• _Required tasks_:
(A) Do the following statements agree with the text about Henrique Couto? Answer yes or no for each, quoting the words of the text that decide it. (i) Couto's first feature film to gain national distribution was Marty Jenkins and the Vampire Bitches. (ii) Boggy Creek: The Series was executive produced by Fred Olen Ray. (iii) Couto narrates the stories on Weekly Spooky.
(B) According to the text about Henrique Couto, why was Babysitter Massacre praised? Answer in one to three sentences.

• _Document extract_:
──────
American film director

Henrique Couto (born September 10, 1986) is an American writer and film director from Dayton, Ohio, United States of Portuguese descent. He is best known for directing the Babysitter Massacre.

== Feature films ==
His first feature film was Marty Jenkins and the Vampire Bitches (2005), which began a career of nearly 20 more films as director and many more as producer. His first feature film to gain national distribution was Faces of Schlock (2009). One of his most known horror films is Babysitter Massacre, which was praised for the intense character pathos contained within a traditional exploitation genre movie and was the last independent DVD to be on the shelves of Blockbuster Video.

From there Couto directed and produced films in multiple genres such as comedy, western, family, and more while developing a devoted fanbase.

== Television ==
In 2019 the TV series Boggy Creek: The Series was released on Prime Video and various syndicated outlets. The series was Produced and Directed by Couto and Executive Produced by film making legend Fred Olen Ray and featured adventures revolving around the Fouke Monster. Stars of the show included Brinke Stevens and Eric Roberts

The same year Couto would step in front of the camera to host cult movie show Popcorn Fodder which was featured on Prime Video and streaming service Screambox.

== Podcasting ==
In 2019 the horror fiction podcast Weekly Spooky was launched featuring a new story every Wednesday narrated by Couto and featuring talented authors from all over the world as of October 2021 there are over 100 episodes.
──────
(Dataset records)
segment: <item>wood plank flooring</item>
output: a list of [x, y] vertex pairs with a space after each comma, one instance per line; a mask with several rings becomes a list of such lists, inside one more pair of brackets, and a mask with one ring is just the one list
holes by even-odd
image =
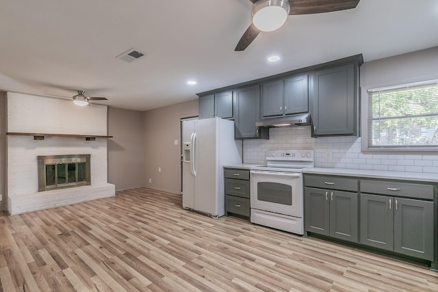
[[425, 267], [181, 206], [138, 188], [0, 213], [0, 291], [438, 291]]

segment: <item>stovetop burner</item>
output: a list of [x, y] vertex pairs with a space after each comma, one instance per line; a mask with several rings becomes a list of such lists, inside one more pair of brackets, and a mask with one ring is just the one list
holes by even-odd
[[253, 169], [301, 172], [313, 166], [313, 151], [311, 150], [271, 150], [266, 152], [266, 165]]

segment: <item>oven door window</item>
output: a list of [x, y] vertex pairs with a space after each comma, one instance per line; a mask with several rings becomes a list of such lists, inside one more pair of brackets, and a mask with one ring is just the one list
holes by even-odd
[[292, 204], [292, 187], [279, 183], [258, 183], [257, 200], [290, 206]]

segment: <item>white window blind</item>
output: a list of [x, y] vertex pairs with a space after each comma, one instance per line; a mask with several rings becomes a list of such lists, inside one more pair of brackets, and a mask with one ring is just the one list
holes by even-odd
[[368, 92], [368, 149], [438, 146], [437, 81]]

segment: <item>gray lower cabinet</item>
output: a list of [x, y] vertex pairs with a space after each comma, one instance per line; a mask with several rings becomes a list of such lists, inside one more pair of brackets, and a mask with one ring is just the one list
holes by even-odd
[[269, 139], [269, 129], [256, 127], [260, 119], [260, 87], [259, 85], [238, 88], [235, 98], [235, 139]]
[[225, 214], [250, 216], [249, 170], [225, 168]]
[[358, 194], [313, 187], [305, 190], [306, 231], [358, 241]]
[[433, 202], [361, 194], [361, 243], [434, 260]]
[[312, 72], [312, 135], [357, 135], [359, 124], [357, 63]]

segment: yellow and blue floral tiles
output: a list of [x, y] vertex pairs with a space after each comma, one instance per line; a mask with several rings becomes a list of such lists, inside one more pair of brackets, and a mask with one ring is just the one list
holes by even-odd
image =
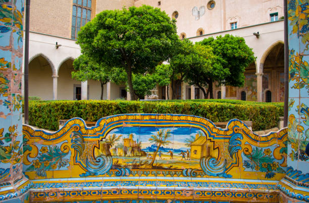
[[[288, 0], [289, 105], [287, 174], [280, 202], [309, 201], [309, 1]], [[289, 199], [290, 198], [290, 199]]]
[[0, 1], [0, 201], [26, 202], [22, 173], [21, 75], [24, 0]]
[[[286, 170], [287, 129], [259, 136], [236, 119], [222, 129], [195, 116], [123, 114], [101, 118], [91, 128], [75, 118], [55, 133], [27, 125], [23, 132], [23, 169], [35, 180], [31, 197], [37, 201], [57, 199], [50, 195], [92, 198], [90, 192], [68, 193], [72, 188], [101, 188], [95, 196], [106, 196], [109, 187], [112, 190], [133, 187], [134, 191], [117, 195], [170, 198], [178, 196], [179, 188], [191, 191], [191, 200], [211, 196], [245, 202], [260, 196], [260, 201], [267, 197], [276, 202], [276, 180]], [[54, 192], [57, 187], [64, 193]], [[160, 192], [172, 192], [157, 193], [158, 188]], [[201, 189], [194, 193], [193, 188]], [[257, 196], [258, 192], [252, 192], [255, 189], [265, 191]], [[104, 190], [108, 193], [103, 194]]]

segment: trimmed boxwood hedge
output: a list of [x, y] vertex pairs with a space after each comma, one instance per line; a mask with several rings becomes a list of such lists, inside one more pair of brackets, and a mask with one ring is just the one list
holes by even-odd
[[194, 115], [213, 122], [232, 118], [252, 120], [253, 131], [277, 126], [283, 116], [283, 104], [239, 100], [198, 100], [160, 101], [31, 101], [29, 125], [56, 130], [58, 120], [74, 117], [97, 121], [111, 115], [123, 113], [175, 113]]

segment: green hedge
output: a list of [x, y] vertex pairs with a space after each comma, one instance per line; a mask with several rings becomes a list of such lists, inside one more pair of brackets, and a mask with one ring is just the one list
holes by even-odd
[[226, 100], [222, 103], [217, 100], [209, 100], [31, 101], [29, 104], [29, 124], [56, 130], [59, 128], [59, 120], [74, 117], [97, 121], [102, 117], [122, 113], [175, 113], [198, 115], [213, 122], [226, 121], [234, 118], [252, 120], [253, 130], [258, 131], [277, 126], [279, 116], [283, 116], [283, 103]]

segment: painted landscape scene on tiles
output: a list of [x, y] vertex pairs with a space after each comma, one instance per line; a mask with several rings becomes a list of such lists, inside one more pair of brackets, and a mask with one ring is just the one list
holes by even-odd
[[208, 144], [197, 128], [122, 127], [111, 131], [95, 153], [112, 155], [112, 169], [197, 169]]

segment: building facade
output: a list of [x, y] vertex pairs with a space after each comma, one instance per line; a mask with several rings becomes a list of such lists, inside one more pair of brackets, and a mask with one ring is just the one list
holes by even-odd
[[[246, 69], [243, 88], [215, 86], [215, 98], [283, 101], [283, 16], [282, 1], [263, 0], [34, 0], [30, 7], [29, 96], [43, 100], [99, 99], [98, 81], [80, 82], [71, 76], [80, 55], [75, 43], [80, 27], [104, 10], [142, 5], [160, 8], [177, 20], [179, 37], [193, 42], [230, 34], [244, 38], [256, 60]], [[61, 5], [57, 6], [55, 5]], [[254, 15], [252, 15], [254, 14]], [[178, 99], [203, 98], [201, 90], [185, 83]], [[167, 98], [158, 87], [159, 99]], [[170, 88], [169, 90], [171, 90]], [[125, 86], [104, 86], [104, 99], [127, 97]], [[171, 97], [170, 97], [171, 98]]]

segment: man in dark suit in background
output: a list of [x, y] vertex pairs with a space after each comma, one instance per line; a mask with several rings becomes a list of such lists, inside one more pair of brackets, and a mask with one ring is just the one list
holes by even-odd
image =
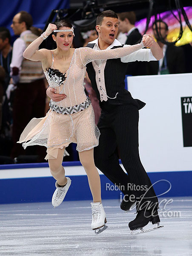
[[[134, 12], [126, 12], [118, 14], [119, 28], [122, 33], [127, 33], [125, 44], [133, 45], [140, 43], [142, 35], [135, 26], [136, 17]], [[146, 61], [136, 61], [127, 64], [126, 75], [144, 76], [147, 74], [147, 65]]]
[[[160, 20], [157, 21], [159, 35], [166, 41], [168, 34], [167, 24]], [[163, 75], [184, 73], [185, 70], [184, 52], [181, 47], [173, 44], [167, 45], [162, 43], [157, 35], [155, 23], [153, 24], [154, 36], [159, 46], [163, 49], [164, 57], [159, 61], [151, 61], [147, 64], [148, 75]]]

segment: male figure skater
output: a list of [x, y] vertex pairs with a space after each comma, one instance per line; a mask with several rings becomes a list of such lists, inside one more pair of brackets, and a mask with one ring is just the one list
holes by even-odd
[[[115, 39], [118, 24], [118, 17], [114, 12], [101, 12], [96, 26], [99, 37], [87, 47], [100, 50], [123, 47]], [[94, 150], [95, 165], [114, 184], [120, 185], [122, 192], [126, 195], [121, 204], [122, 209], [128, 210], [135, 201], [138, 203], [137, 217], [129, 223], [131, 230], [141, 228], [149, 221], [155, 224], [160, 221], [157, 212], [158, 200], [139, 154], [138, 111], [145, 104], [134, 99], [124, 89], [127, 62], [157, 60], [163, 57], [162, 50], [152, 37], [146, 35], [143, 41], [145, 46], [150, 49], [141, 49], [125, 57], [96, 61], [87, 65], [89, 76], [101, 108], [97, 125], [101, 134], [99, 145]], [[55, 94], [54, 92], [51, 88], [47, 90], [48, 96], [54, 101], [67, 96]], [[128, 175], [119, 165], [117, 146]], [[145, 186], [147, 190], [144, 196], [142, 189], [128, 191], [130, 184], [137, 188]]]

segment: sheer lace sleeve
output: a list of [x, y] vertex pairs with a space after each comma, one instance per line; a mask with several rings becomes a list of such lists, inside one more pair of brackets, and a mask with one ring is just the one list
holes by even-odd
[[112, 49], [96, 50], [85, 47], [79, 48], [79, 50], [82, 64], [85, 66], [87, 63], [96, 60], [118, 58], [127, 56], [143, 47], [143, 44], [141, 42], [134, 45], [127, 46], [126, 47], [119, 47]]

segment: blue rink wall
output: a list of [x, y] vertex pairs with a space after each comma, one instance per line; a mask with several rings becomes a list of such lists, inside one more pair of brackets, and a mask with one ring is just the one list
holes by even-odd
[[[85, 171], [79, 162], [63, 162], [72, 185], [65, 200], [92, 200]], [[103, 199], [123, 196], [100, 172]], [[149, 172], [158, 196], [192, 196], [192, 171]], [[48, 163], [0, 165], [0, 204], [50, 201], [55, 187]], [[131, 186], [131, 184], [129, 184]]]

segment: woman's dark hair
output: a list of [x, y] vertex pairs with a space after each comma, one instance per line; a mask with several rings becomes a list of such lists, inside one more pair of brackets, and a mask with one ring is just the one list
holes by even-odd
[[118, 19], [118, 16], [115, 12], [111, 10], [104, 11], [99, 14], [97, 18], [96, 25], [101, 26], [104, 17], [109, 17], [110, 18], [115, 18]]
[[[66, 26], [68, 28], [71, 28], [73, 26], [72, 24], [68, 20], [60, 20], [58, 22], [55, 23], [55, 25], [57, 28], [57, 29], [59, 29], [60, 28], [61, 28], [63, 26]], [[53, 34], [55, 36], [57, 36], [57, 32], [54, 32]]]

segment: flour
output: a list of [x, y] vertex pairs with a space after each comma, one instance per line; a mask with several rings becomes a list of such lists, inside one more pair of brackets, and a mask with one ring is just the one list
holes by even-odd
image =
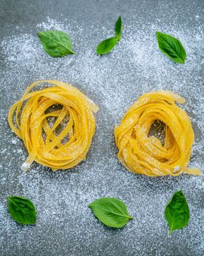
[[[23, 245], [30, 253], [31, 240], [48, 243], [51, 239], [49, 242], [61, 246], [62, 255], [66, 255], [63, 244], [70, 243], [73, 244], [70, 255], [76, 255], [77, 246], [81, 246], [90, 255], [93, 252], [89, 253], [89, 248], [93, 248], [94, 241], [98, 248], [95, 256], [101, 253], [114, 255], [114, 246], [120, 246], [121, 255], [142, 256], [146, 252], [149, 255], [172, 255], [165, 248], [176, 248], [178, 255], [183, 255], [183, 246], [187, 246], [189, 255], [203, 255], [203, 176], [152, 178], [134, 175], [119, 163], [113, 137], [114, 126], [139, 96], [159, 89], [173, 91], [186, 99], [187, 103], [181, 108], [189, 115], [195, 132], [189, 166], [204, 171], [203, 29], [203, 23], [199, 23], [197, 29], [178, 25], [169, 28], [156, 20], [154, 24], [145, 23], [136, 29], [124, 20], [121, 41], [110, 53], [100, 56], [95, 53], [96, 46], [112, 36], [113, 30], [107, 31], [99, 25], [89, 30], [82, 23], [45, 18], [36, 25], [36, 31], [63, 30], [73, 41], [77, 55], [62, 59], [47, 56], [33, 31], [27, 30], [25, 34], [18, 28], [17, 34], [3, 38], [0, 46], [5, 68], [0, 74], [4, 102], [0, 105], [0, 178], [4, 189], [1, 191], [0, 233], [7, 233], [7, 239], [15, 242], [17, 248]], [[181, 40], [187, 53], [184, 65], [172, 62], [158, 50], [156, 31]], [[15, 140], [7, 116], [9, 108], [21, 97], [28, 85], [42, 79], [71, 83], [98, 105], [96, 132], [86, 160], [75, 168], [54, 173], [34, 163], [25, 173], [20, 166], [28, 154], [23, 143]], [[16, 151], [12, 153], [14, 148]], [[189, 202], [191, 219], [187, 227], [169, 236], [164, 210], [173, 194], [181, 189]], [[6, 197], [12, 195], [32, 200], [37, 210], [35, 227], [19, 226], [9, 217]], [[87, 207], [101, 197], [122, 200], [134, 219], [119, 230], [103, 226]], [[49, 230], [56, 238], [49, 238]], [[4, 236], [0, 238], [7, 252]], [[82, 252], [82, 255], [85, 255]]]

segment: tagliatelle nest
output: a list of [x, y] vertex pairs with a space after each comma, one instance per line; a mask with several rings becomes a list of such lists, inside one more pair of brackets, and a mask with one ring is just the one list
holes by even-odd
[[[184, 103], [168, 91], [142, 95], [126, 112], [114, 129], [119, 161], [130, 170], [149, 176], [178, 176], [182, 172], [200, 175], [188, 169], [194, 132], [185, 111], [176, 105]], [[160, 120], [165, 125], [164, 145], [149, 136], [152, 125]]]
[[[31, 91], [42, 83], [54, 86]], [[56, 105], [60, 105], [60, 109], [48, 111]], [[95, 132], [93, 113], [98, 110], [85, 94], [67, 83], [41, 80], [31, 84], [12, 106], [8, 116], [10, 127], [23, 140], [29, 154], [23, 165], [24, 170], [34, 161], [56, 170], [71, 168], [83, 160]], [[52, 125], [49, 124], [50, 118], [55, 121]], [[66, 118], [65, 127], [57, 135], [58, 126]], [[66, 137], [68, 139], [63, 143]]]

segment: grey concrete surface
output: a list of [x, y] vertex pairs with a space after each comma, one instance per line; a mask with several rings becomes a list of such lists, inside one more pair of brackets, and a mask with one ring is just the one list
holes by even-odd
[[[112, 135], [125, 110], [142, 93], [174, 90], [186, 98], [184, 108], [195, 131], [192, 166], [203, 170], [203, 0], [1, 0], [1, 256], [204, 255], [203, 176], [151, 178], [133, 175], [117, 160]], [[124, 22], [121, 42], [104, 58], [95, 56], [95, 45], [111, 35], [119, 15]], [[77, 56], [54, 59], [44, 53], [36, 31], [43, 30], [38, 24], [49, 23], [48, 18], [55, 20], [54, 29], [60, 23], [70, 32]], [[189, 59], [185, 66], [172, 63], [160, 53], [152, 36], [157, 29], [175, 31], [186, 43]], [[149, 34], [150, 45], [156, 49], [149, 49], [154, 63], [148, 49], [142, 48], [143, 42], [149, 45]], [[146, 61], [145, 55], [137, 52], [138, 45], [134, 46], [137, 40], [148, 55]], [[133, 53], [125, 50], [127, 45]], [[141, 56], [144, 61], [139, 62]], [[15, 140], [7, 115], [28, 84], [46, 78], [73, 83], [100, 106], [96, 134], [87, 161], [76, 167], [52, 173], [34, 164], [25, 174], [20, 166], [27, 153], [23, 143]], [[170, 196], [180, 189], [189, 202], [191, 221], [186, 229], [170, 236], [163, 211]], [[19, 225], [10, 218], [6, 197], [11, 195], [32, 200], [37, 210], [36, 225]], [[119, 230], [103, 227], [87, 208], [103, 196], [123, 200], [134, 220]]]

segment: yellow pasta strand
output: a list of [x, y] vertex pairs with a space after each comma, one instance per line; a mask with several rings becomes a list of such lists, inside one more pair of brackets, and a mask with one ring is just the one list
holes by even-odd
[[[42, 83], [54, 86], [32, 90]], [[62, 108], [49, 111], [53, 105]], [[95, 133], [93, 113], [98, 110], [93, 102], [71, 85], [51, 80], [31, 84], [12, 106], [8, 116], [11, 129], [23, 140], [29, 154], [23, 165], [24, 170], [34, 161], [56, 170], [69, 169], [85, 159]], [[53, 125], [48, 123], [50, 118], [55, 120]], [[56, 129], [65, 118], [68, 120], [66, 127], [57, 135]], [[66, 136], [68, 139], [63, 143]]]
[[[149, 176], [178, 176], [182, 172], [200, 175], [199, 169], [187, 168], [194, 132], [187, 113], [176, 102], [185, 100], [168, 91], [149, 92], [125, 113], [114, 137], [118, 158], [128, 170]], [[156, 137], [149, 136], [156, 120], [165, 124], [163, 146]]]

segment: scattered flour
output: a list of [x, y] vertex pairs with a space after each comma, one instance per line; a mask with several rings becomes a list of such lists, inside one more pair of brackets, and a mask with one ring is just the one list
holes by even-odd
[[[37, 35], [28, 31], [25, 34], [20, 28], [18, 34], [11, 34], [0, 42], [4, 59], [0, 74], [1, 255], [4, 252], [9, 255], [14, 244], [12, 252], [19, 255], [23, 247], [27, 255], [47, 252], [56, 255], [55, 246], [60, 246], [60, 255], [68, 251], [73, 256], [116, 255], [114, 249], [118, 247], [118, 255], [184, 255], [184, 248], [187, 248], [185, 255], [202, 256], [203, 176], [151, 178], [133, 175], [117, 159], [113, 129], [144, 93], [159, 89], [178, 93], [187, 100], [181, 108], [189, 113], [195, 131], [189, 165], [203, 172], [203, 24], [197, 29], [179, 26], [170, 29], [156, 20], [137, 29], [125, 21], [122, 40], [103, 57], [95, 54], [95, 47], [113, 31], [101, 30], [99, 26], [92, 29], [49, 18], [37, 24], [36, 31], [58, 29], [70, 34], [77, 55], [62, 59], [47, 56]], [[157, 30], [179, 38], [187, 53], [184, 65], [173, 63], [159, 51]], [[34, 163], [25, 173], [20, 166], [27, 152], [10, 131], [7, 115], [27, 86], [42, 79], [71, 83], [93, 100], [100, 107], [96, 133], [86, 161], [75, 168], [54, 173]], [[164, 209], [171, 195], [181, 189], [189, 202], [191, 219], [185, 230], [169, 236]], [[33, 200], [37, 210], [35, 226], [22, 227], [9, 217], [6, 197], [12, 195]], [[106, 196], [124, 200], [135, 217], [123, 229], [103, 226], [88, 208], [89, 203]]]

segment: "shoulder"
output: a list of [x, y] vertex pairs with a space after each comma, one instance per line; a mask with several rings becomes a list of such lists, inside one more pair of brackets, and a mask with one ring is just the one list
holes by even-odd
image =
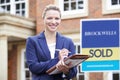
──────
• _List of solutions_:
(A)
(i) No: "His first feature film to gain national distribution was Faces of Schlock (2009)."
(ii) Yes: "Executive Produced by film making legend Fred Olen Ray"
(iii) Yes: "featuring a new story every Wednesday narrated by Couto"

(B) Babysitter Massacre was praised for the intense character pathos it contained within a traditional exploitation genre movie.